Sales started online but soon chefs caught on and started serving it at their restaurants. Today you’ll find 44 Steaks beef at around 200 restaurants in the country, most of them in Texas, including over 40 restaurants in Houston, and the demand keeps growing.
To meet demand without sacrificing quality, McClaren created a calf buyback program. 44 Farms buys back calves bred with their genetics from ranchers and develops them for 44 Steaks. Ranchers who participate in the program must follow animal welfare and stewardship guidelines, including a commitment to never use hormones, antibiotics or feed additives. It’s a win-win that also allows ranchers to recover some of what they’ve invested into 44 Farms cattle.
Despite its growth, 44 Farms maintains a small-ranch feel. They have an open gate policy and place a high priority on customer relationships because people want to know who they’re buying from.
Preserving a Texas Icon
For Darlynn Lydick of Twin Creeks Ranch in Willis, Texas, knowing who you’re buying beef from is very important. Because much of the beef you buy at the grocery store doesn’t have a label of origin, she says, it’s hard to know how the animals were treated and raised.
Twin Creeks Ranch raises a breed not typically associated with beef: the iconic Texas Longhorn. Known for their large, curved horns, longhorns are raised for their hides and horns, as pasture art or to show, but the characteristics of their meat make it attractive to consumers looking for lean, grass-fed meat. The longhorn’s resistance to drought conditions and ability to thrive on minimal forage also make them appealing to people who raise them.

- PROVIDED MATERIAL
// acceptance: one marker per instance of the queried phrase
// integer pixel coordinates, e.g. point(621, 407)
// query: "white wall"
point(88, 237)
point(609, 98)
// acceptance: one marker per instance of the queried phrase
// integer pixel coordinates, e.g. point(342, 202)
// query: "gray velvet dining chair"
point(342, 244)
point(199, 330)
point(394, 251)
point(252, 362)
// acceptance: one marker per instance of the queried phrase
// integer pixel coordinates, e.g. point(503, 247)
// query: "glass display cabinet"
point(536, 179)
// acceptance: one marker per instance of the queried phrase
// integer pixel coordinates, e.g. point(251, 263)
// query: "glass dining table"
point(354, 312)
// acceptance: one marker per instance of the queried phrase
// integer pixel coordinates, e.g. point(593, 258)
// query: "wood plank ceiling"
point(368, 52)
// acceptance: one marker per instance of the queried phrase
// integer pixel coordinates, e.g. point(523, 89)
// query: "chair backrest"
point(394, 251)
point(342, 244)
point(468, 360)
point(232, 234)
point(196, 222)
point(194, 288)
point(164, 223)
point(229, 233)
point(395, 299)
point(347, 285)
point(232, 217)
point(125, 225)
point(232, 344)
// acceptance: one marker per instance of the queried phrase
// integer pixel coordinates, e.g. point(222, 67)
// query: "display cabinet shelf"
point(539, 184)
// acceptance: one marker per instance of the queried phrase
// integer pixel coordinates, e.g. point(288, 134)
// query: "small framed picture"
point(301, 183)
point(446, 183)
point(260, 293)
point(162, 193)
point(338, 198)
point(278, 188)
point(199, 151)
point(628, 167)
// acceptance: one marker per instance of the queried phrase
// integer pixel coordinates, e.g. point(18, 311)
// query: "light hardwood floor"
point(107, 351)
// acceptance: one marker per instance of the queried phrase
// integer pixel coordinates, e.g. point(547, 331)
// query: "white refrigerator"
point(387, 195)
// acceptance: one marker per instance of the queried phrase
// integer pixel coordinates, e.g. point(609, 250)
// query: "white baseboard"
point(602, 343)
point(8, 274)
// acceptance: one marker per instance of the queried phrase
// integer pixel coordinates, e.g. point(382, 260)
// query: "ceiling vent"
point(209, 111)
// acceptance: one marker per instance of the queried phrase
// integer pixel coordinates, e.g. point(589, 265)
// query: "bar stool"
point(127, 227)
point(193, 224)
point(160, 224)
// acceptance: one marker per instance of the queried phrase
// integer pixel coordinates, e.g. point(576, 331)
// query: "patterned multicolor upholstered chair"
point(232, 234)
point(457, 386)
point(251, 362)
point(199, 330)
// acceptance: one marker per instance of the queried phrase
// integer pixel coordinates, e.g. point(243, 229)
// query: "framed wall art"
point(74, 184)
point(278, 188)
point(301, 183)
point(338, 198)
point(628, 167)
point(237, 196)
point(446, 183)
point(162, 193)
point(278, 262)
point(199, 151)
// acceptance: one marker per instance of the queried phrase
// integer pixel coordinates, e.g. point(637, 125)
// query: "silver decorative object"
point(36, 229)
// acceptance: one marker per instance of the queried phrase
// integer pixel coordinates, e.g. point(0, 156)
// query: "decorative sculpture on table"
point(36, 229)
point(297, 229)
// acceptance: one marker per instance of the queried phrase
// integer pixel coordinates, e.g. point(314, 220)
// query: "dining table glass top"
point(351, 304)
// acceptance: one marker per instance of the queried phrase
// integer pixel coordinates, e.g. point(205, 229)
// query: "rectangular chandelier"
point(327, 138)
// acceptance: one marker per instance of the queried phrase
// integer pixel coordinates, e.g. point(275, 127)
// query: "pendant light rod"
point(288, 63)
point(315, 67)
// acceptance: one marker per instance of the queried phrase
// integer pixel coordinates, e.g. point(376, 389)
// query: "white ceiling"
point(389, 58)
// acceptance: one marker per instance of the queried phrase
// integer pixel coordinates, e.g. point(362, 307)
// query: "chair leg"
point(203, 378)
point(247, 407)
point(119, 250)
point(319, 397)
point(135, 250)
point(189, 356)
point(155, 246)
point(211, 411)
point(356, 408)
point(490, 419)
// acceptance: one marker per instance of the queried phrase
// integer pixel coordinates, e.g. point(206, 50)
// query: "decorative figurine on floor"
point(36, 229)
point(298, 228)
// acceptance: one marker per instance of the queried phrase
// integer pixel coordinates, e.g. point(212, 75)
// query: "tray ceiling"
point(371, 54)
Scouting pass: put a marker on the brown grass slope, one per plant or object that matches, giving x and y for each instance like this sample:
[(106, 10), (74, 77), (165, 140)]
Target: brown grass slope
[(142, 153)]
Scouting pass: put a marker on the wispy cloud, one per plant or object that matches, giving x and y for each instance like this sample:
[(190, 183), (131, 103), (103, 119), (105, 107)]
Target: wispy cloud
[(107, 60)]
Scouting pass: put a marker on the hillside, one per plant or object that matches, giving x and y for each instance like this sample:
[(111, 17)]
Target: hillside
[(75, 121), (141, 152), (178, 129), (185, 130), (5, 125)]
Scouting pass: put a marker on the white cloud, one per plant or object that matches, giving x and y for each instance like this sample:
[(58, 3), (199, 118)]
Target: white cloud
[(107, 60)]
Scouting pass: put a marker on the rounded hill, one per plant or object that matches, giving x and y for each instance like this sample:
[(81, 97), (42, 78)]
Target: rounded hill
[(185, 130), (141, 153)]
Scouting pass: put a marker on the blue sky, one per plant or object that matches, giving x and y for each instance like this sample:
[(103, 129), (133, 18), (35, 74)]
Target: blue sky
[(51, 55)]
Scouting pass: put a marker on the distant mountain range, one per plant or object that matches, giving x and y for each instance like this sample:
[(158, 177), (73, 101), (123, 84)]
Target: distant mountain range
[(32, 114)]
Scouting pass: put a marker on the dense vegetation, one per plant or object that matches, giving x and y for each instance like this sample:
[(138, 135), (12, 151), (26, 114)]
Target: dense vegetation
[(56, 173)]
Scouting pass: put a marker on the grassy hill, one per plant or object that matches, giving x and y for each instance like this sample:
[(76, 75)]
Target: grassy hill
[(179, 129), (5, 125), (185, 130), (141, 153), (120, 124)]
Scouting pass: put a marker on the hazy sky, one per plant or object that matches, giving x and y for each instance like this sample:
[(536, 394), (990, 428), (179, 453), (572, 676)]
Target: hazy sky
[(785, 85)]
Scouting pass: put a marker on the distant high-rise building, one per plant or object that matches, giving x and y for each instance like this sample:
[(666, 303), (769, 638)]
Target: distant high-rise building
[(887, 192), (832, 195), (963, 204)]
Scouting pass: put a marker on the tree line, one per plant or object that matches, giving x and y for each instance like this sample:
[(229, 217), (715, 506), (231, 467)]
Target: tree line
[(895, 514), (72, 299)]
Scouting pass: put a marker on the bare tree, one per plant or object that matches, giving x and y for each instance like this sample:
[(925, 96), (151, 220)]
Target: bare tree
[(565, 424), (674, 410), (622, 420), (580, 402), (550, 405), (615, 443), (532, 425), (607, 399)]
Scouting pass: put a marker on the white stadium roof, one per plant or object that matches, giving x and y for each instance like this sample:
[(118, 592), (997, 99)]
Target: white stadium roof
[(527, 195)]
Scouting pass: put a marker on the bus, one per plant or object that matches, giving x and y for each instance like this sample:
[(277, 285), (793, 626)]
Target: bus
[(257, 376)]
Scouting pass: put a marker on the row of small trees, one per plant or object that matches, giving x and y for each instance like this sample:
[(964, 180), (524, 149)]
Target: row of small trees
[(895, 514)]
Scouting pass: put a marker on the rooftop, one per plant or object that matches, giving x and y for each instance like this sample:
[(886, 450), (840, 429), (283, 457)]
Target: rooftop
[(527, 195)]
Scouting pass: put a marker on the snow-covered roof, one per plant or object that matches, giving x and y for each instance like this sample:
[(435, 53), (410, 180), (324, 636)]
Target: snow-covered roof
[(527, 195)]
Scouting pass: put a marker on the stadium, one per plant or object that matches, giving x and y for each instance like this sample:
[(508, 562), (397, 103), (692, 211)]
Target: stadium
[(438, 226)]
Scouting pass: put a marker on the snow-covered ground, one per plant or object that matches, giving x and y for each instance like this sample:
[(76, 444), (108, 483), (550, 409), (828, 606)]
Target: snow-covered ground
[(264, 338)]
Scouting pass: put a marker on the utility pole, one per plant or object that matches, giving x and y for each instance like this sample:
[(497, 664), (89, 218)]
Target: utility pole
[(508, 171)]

- EXPLORE THE MATERIAL
a) According to the text on Texas beef ranches, what must ranchers in the calf buyback program commit to never using?
b) Pick up the text on Texas beef ranches after its final sentence and keep writing it.

- TASK-BY-TASK OUTPUTS
a) Hormones, antibiotics or feed additives.

b)
The first herd of longhorn cattle was driven from Mexico to what eventually became Texas in 1690, but the later arrival of European and Asian breeds nearly wiped out their existence. The Livestock Conservancy, an organization devoted to protecting heritage breeds, estimates that there were some 1,200 purebred longhorns in 2015. Slow Food included the Texas Longhorn in the Ark of Taste, a catalog of foods facing extinction, as a way to promote their consumption.
“Domesticated breeds were designed to be eaten and to be part of agriculture, and any farmer, unless they’re just in it for yard ornaments, needs a market for their product,” said Ryan Walker, a native Texan who works for The Livestock Conservancy. So if the demand for eating longhorn beef increases, ranchers have an incentive to breed more animals and in turn increase the total population.
Lydick didn’t set out to sell beef when she started her registered longhorn herd in 2011, but because she had to do with animals that she wasn’t going to rebreed (a steer that won’t become the best bull, for example), she and her family started eating their meat. Soon she was giving it to friends, who liked it, and 18 months ago she started selling grass-fed ground longhorn beef.
Longhorn beef is much leaner than what our palate is accustomed to but it’s lower in saturated fat, cholesterol and calories than other meat, including white meat. Because of its low fat content, it has to be cooked differently for better results and flavor, says Lydick. So she spends a lot of time educating her customers about how to cook the meat.
Last November, Lydick started selling her beef at the Meyerland Farmers Market and earlier this year she expanded beyond ground beef to other cuts in response to customer requests. She still raises cattle to show or breed but she has diversified her herd so its traits are now geared more toward beef production.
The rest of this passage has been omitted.